| PROBLEM REQUIREMENTS |
In the article below about the blue pigment in Pollock's Number 1A, 1948, which technique did Abed Haddad use to confirm that the pigment was manganese blue?

| DOCUMENT EXCERPT |
[Start of section]

MYSTERY SOLVED: JACKSON POLLOCK USED MANGANESE BLUE IN FAMOUS 1948 PAINTING | MOMA and SOLOMON LAB

Scientists discover and characterize previously unidentified pigment in the artist's palette

Jackson Pollock’s famous painting Number 1A, 1948 looms large, both physically (it measures 172.7 by 264.2 cm) and in the history of modern art. But the blue pigment that Pollock used in the painting had been something of a mystery, until now.

Researchers led by Abed Haddad, a conservation scientist at the Museum of Modern Art (MoMA) in New York City, and Edward I. Solomon, an inorganic chemist at Stanford University, have definitively identified manganese blue as the pigment in the painting. The scientists also analyzed the chemical to figure out what underlying phenomena give the pigment its blue hue (Proc. Natl. Acad. Sci. U.S.A. 2025, DOI: 10.1073/pnas.2513166122).

About a decade ago, conservation scientists at MoMA used macro-X-ray fluorescence mapping to study the pigments in Number 1A, 1948. That study identified the pigments in the red and yellow paints and detected the key elements of manganese blue—manganese, barium, and sulfur. But the scientists couldn’t say for sure that manganese blue was the pigment used. That’s because the elements detected can also come from salts and fillers used in paints. Also, the technique that the scientists used isn’t great at identifying organic pigments that could instead have been responsible for the blue color.

Enter Haddad, an expert in Raman spectroscopy—a technique that identifies chemical structures using the scattering of laser light. Haddad took a microsample of the blue paint from the back of the canvas of Number 1A, 1948, and “through Raman spectroscopy, I was able to pinpoint that it is in fact manganese blue,” he says.

To better understand what gives the pigment its blue color, Haddad reached out to Dean Lahana, who had been an undergraduate at the City College of New York when Haddad was doing his doctoral studies there. Lahana, who had moved to Stanford for graduate school, told Haddad that he didn't specialize in the kind of work Haddad was looking for but that it would be a great project for his roommate, Alexander J. Heyer, a graduate student in Solomon’s lab.

Solomon is well known for using spectroscopic methods to probe metalloenzymes and, more recently, heterogeneous catalysts. Solomon and Heyer used a combination of resonance Raman spectroscopy (a souped-up form of Raman spectroscopy), magnetic circular dichroism, and density functional theory calculations to probe the pigment.

[End of section]

| AVAILABLE DATA |

[Start of section]

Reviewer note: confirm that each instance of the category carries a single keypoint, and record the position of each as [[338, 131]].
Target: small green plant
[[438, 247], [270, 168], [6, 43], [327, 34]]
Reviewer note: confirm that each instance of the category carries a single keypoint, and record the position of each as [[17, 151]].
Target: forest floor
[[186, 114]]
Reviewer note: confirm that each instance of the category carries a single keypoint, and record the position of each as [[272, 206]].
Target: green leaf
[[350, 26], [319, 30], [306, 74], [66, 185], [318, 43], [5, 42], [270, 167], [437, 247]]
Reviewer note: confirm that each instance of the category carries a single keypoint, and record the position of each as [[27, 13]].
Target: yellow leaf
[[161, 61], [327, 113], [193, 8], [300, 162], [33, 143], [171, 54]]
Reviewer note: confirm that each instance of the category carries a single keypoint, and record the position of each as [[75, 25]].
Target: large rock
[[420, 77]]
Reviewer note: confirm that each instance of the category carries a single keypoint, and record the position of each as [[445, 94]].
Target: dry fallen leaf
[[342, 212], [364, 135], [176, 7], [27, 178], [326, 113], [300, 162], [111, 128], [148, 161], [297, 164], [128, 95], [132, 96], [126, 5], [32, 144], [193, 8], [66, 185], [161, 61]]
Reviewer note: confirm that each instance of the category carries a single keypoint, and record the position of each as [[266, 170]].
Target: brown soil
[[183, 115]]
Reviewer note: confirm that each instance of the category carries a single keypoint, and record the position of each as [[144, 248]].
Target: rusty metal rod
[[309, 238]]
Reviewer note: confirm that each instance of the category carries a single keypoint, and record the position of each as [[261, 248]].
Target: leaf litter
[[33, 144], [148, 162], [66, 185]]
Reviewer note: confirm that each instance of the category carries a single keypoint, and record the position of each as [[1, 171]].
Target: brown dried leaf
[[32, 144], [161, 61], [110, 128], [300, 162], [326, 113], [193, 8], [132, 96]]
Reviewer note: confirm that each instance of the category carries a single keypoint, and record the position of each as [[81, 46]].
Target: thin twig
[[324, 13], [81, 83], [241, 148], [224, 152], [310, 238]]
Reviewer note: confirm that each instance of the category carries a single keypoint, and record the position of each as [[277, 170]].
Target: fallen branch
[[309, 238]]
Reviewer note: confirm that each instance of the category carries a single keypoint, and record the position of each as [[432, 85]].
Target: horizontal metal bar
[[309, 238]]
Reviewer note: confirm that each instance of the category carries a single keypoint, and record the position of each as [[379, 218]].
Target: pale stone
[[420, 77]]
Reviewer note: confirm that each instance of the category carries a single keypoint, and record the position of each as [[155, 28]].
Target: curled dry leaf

[End of section]
[Start of section]

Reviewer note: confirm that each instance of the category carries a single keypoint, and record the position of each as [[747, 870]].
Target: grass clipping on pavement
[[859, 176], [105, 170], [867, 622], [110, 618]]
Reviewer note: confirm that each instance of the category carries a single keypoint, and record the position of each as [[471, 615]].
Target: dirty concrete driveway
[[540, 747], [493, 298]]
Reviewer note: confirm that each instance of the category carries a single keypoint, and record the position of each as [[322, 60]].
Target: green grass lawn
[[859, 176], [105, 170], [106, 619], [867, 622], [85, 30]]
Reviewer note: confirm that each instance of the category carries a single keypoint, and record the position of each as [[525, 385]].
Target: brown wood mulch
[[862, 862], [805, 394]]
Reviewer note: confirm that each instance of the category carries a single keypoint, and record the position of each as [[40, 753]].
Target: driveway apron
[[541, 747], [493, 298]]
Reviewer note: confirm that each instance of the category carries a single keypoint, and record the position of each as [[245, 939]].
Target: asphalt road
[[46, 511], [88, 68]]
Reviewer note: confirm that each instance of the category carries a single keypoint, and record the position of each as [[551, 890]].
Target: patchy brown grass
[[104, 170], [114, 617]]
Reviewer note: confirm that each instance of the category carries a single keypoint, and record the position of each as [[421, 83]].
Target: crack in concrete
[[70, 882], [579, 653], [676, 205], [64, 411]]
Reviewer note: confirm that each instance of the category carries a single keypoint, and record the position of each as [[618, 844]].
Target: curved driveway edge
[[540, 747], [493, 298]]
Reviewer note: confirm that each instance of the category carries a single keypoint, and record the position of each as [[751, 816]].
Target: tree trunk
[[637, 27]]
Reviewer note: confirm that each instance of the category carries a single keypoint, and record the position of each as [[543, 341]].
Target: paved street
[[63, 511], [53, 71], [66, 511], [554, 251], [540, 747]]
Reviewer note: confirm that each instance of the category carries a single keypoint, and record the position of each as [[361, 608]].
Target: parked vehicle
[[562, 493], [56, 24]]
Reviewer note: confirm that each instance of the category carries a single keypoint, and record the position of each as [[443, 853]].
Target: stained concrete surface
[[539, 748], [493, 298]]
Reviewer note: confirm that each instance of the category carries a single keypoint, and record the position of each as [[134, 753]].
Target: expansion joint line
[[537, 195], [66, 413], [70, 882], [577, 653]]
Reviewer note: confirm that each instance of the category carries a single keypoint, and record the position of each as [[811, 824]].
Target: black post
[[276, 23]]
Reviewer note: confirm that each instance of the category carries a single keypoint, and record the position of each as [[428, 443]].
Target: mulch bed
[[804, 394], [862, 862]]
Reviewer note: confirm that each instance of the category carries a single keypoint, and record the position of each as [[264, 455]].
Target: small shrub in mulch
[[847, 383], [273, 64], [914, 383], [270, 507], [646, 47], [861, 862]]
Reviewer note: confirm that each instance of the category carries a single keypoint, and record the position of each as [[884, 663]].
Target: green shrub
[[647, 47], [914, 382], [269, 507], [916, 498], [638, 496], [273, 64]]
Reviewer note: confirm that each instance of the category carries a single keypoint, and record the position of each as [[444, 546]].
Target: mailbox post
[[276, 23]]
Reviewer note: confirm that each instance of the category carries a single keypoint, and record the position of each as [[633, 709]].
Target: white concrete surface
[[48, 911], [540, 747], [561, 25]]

[End of section]

| SOLUTION TO THIS TASK |
Raman spectroscopy